Items from a data source

>>

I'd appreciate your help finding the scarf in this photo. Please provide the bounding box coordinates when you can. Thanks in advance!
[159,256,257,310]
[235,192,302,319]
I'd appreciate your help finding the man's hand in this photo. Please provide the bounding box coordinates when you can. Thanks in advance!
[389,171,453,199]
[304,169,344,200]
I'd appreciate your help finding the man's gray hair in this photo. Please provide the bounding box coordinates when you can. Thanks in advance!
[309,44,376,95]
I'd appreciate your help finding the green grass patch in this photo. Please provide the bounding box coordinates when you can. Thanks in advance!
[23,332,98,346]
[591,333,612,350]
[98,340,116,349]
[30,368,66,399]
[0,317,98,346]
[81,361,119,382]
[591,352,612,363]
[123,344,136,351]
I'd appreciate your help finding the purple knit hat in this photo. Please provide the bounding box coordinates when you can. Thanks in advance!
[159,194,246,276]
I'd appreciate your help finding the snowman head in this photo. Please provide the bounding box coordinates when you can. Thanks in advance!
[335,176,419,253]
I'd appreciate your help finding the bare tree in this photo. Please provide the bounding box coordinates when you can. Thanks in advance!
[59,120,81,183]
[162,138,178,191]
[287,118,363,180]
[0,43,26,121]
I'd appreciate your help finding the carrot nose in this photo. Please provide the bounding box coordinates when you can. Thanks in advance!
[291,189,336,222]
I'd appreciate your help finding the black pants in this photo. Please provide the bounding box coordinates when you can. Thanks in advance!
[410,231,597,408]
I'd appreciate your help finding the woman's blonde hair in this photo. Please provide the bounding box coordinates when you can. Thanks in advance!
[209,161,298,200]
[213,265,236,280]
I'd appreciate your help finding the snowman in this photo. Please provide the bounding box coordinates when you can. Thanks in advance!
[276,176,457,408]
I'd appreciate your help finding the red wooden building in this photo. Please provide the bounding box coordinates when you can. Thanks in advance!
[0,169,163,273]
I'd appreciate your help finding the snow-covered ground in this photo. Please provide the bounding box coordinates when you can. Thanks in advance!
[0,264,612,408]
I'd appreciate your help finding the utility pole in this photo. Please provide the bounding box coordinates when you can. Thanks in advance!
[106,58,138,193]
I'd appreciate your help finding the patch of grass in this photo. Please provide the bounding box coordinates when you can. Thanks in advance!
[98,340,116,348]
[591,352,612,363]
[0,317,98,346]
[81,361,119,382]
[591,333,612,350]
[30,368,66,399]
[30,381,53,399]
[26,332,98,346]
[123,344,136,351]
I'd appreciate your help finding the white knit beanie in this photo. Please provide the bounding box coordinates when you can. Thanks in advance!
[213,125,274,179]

<<

The exercise
Copy all of the material above word for word, keeping every line in the same order.

Task output
I'd appreciate your help finding the scarf in this photo. Please provide the bounding box coordinates when you can. Thanks in advance!
[159,256,257,310]
[235,192,302,319]
I'd appreciate your help finding the man's hand in this photo. Please provide the bounding box coordinates when you can. Thanks in advance!
[389,171,453,199]
[304,169,344,200]
I'd appreciate your help finding the man's gray hair in this photo. Please provide the bounding box coordinates when you can. Thanks in advance!
[309,44,376,95]
I'd appreciate your help finding the green grass patch in this photo. Please provide the bounding box coordinates when you can. Thanks in advance!
[23,332,98,346]
[591,333,612,350]
[98,340,116,349]
[30,368,66,399]
[0,317,98,346]
[81,361,119,382]
[591,352,612,363]
[123,344,136,351]
I'd appreciate your help finding the purple knit hat in this photo. Please provide the bounding box coordinates when you can. Thanks in advance!
[159,194,246,276]
I'd appreciate your help finding the snowman head in this photo. Please provide the bounding box coordinates when you can. Thanks in advance!
[335,176,419,253]
I'd appreciate your help finding the bare tree in this photo. Please provide the bounding box coordinates when you can. Thanks in advance!
[59,120,81,183]
[162,138,178,191]
[287,118,363,180]
[0,43,26,121]
I'd appreciate your help finding the carrot nose in this photo. Please provide the bounding box coordinates when you can. Thanks in advance!
[291,189,336,222]
I'd appreciate your help finding the black pants in this photo. Please provide the bounding box coordinates when you can. Thanks in advance!
[410,231,597,408]
I'd appreciate your help finding the woman's blonde hair in this photo. Please provide the bounding box coordinates when you can. Thanks in advance!
[209,161,298,200]
[213,265,236,280]
I'd appreciate your help finding the snowman in this photo. Please provide the bounding box coordinates when you can. Thanks in advance!
[276,176,457,408]
I'd appreciate your help finding the red wooden building in this photo. Please provide the bounding box coordinates when you can. Thanks in advance!
[0,169,163,273]
I'd appreciate your help finding the snow-covered ground in this photo. Please provide the bounding box coordinates when you can. Thanks in advance!
[0,264,612,408]
I'd appreciate your help finding the utility pole in this photo. Please provide the bounding box coordinates when you can. Thanks in advance!
[106,58,138,193]
I'd appreciate your help finding the patch of grass in this photo. Please provide the bounding box coordinates when you can. Thanks in advance!
[98,340,116,348]
[591,352,612,363]
[0,317,98,346]
[81,361,119,382]
[591,333,612,350]
[30,368,66,399]
[30,381,53,399]
[26,332,98,346]
[123,344,136,351]
I'd appreciate your help finding the white knit beanie in this photo. Please provide the bounding box coordinates when you can. Thanks in advance!
[213,125,274,179]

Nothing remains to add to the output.